** Opening EXCERPT TO READ block **
HSA Turnover Rate?

We are looking at going to an HSA. I'm not crazy about it because it looks like the first year will be tough as far as educating employees to any advantages especially because our benefits are excellent as they are. Our president is convinced it's the way to go. Has anyone experienced a higher rate of turnover after instituting an HSA?

Comments

  • 10 Comments sorted by Votes Date Added
  • We went with the HSA plan this year and got about 60% of enrollees to sign up for it. The other 40% of the enrollees opted for the more expensive, low deductble plan with copays.

    I had researched this HSA thing ever since it came out in 2004. I've been working with our broker to gather information on it, knowing that we would go to it at some point. Our game plan started last year when we introduced the high deductible, low premium plan along with the low deductible , copay, high premium plan. We had about 20% of the enrollees opt for the high deductible plan. These 20% were, of course, low users of the health insurance. The predictable happened. The low deductible, copay plan got used and experienced a very high loss ratio which earned that plan a 30% increase at the renewal. The high deductible plan renewed at the same premium as the year before. We introduced and attached the HSA to it, offerred a company contribution to it and sold it through small group informational meetings. We divided our 90 employees into groups of 5 for the informational meetings and then followed up with the same groups for the enrollment meetings. That's alot of work, but the only way to really communicate a new health insurance concept. For our ESL employees (Bosnian, Russian, and Hmong) we brought in interpreters and worked one on one with them.

    As far as turnover, we do not expect any. Conversely, we tout the HSA during our recruitment efforts.

    Sorry about the length. I could actually go on for quite a bit longer. Hope this helps.
  • I'm glad to hear details! I don't know any companies currently on the HSA plan so I am unsure to even know all the questions to ask. The way you handled it sounds fair and would ease them into it if it's inevitable. Thanks.
** Closing EXCERPT TO READ block **
- LIST OF TASKS -
[1] State whether each statement agrees with the HSA thread. Answer yes or no and quote the deciding words of the thread.
(a) About 60% of enrollees chose the HSA plan this year.
(b) The low deductible, copay plan renewed at the same premium as the year before.
(c) The employees were divided into groups of 10 for the informational meetings.
[2] Extend the HSA thread, starting after its last sentence.
The data records are not needed.
** Opening EXTRACTED MATERIAL block **
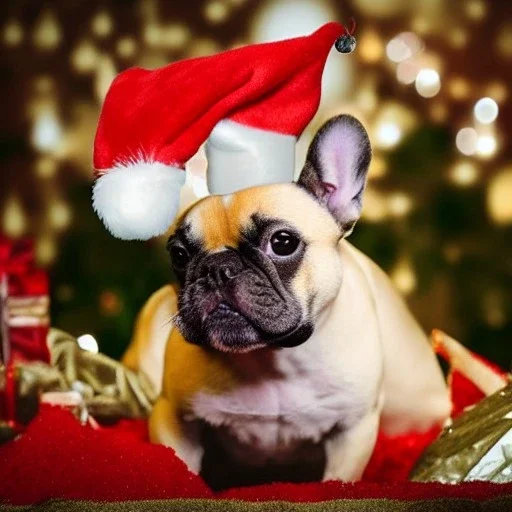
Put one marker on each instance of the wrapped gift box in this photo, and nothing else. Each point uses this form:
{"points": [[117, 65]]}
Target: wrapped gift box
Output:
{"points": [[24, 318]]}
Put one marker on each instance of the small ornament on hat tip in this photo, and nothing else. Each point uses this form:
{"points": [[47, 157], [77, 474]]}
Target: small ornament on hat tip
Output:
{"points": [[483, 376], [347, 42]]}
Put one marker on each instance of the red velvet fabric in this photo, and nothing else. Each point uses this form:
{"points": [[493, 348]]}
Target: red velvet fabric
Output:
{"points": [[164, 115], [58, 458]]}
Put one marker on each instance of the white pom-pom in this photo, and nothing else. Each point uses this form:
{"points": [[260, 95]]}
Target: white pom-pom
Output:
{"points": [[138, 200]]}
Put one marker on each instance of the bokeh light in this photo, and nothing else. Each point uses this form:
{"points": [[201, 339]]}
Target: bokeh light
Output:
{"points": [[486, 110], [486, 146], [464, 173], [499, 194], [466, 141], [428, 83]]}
** Closing EXTRACTED MATERIAL block **
- RESPONSES PER TASK -
[1]
(a) Yes: "got about 60% of enrollees to sign up for it"
(b) No: "earned that plan a 30% increase at the renewal"
(c) No: "We divided our 90 employees into groups of 5 for the informational meetings"

[2]
  • I know enough to be dangerous - only have experience helping one of our very small clients install an HRA not an HSA. It worked well for them because they offered no health coverage at all until the HRA was implemented. Which is a point I beleive is something to consider: It looks as though these plans will be much more embraced by employees when the company has very limited or very basic coverage, then overlays an HSA or HRA on top. But when you currently have a "Cadilac Plan", I believe the employees react with much greater resistence. This, however, should not prevent a company from considering or implementing such a plan. It only is one of the factors I beleive needs to be considered.
  • On it's face it is merely cost shifting. That doesn't do crap long-term and in Larry's case actually made it worse short-term.

    If you include EDUCATION and additional INCENTIVES it may work in the long term.

    The only way to save money in the long-term is to get people to get healthy and use their insurance benefits wisely.
  • I think your assessment that it is cost shifting is quite accurate. But I think that's the point of these plans: get the employee to adopt a "consumer" mentality towards medical care by having them take on a greater finacial burden when considering medical care options, providers, frequency of care and overall utilization. Theoretically, this should drive costs down because of reduce utilization and competition amongst providers. Notice I said "theoretically"
  • Theoretical- right. HMO's worked in theory. They just stop going to the doctor until one day they either wake up in the hospital and leave with a $200,000 bill or they arrive at the pearly gates.

    At least if they die it's cheaper.

    As I said they will work with LOTS of education. The problem is there is not enough education available. If I want a colonoscopy, can I find out who is the cheapest doctor? I doubt it. If I can it's gonna take a lot of time.

    If I find the cheapest doc, are they going to screw it up so I have complications and end up spending three times the money?

    IMHO the health system is not currently set up for customers (patients) to be consumers.


  • We just switched to a high deductible plan with an HSA this year, and I can't say anything has gone well, and I certainly wish we had NOT made the move ... hopefully with time things will get better. Anyway, one of our employees told me yesterday that he's calling his doctor to see if there is a cheaper drug out there, or even an OTC drug on the market, that could take the place of his very high $$ medication that he's currently taking. I think this is an example of the "consumerism" that was supposed to happen with this kind of insurance ... I don't hold out much hope of our other employees tho. In fact, another employee told me she just isn't going to buy her meds anymore since she can't afford the up-front out-of-pocket cost! Hmmm...seems like a bad choice to me...
  • Sandra just gave the story of the good and the bad. Very good info.

    One employee does exactly what they should- switch to cheaper medicine. The other stops taking the meds and will eventually go into a diabetic coma and spend tens of thousands.

    That's why it is important, as Larry stated, to educate the ee's of the consequences of their actions.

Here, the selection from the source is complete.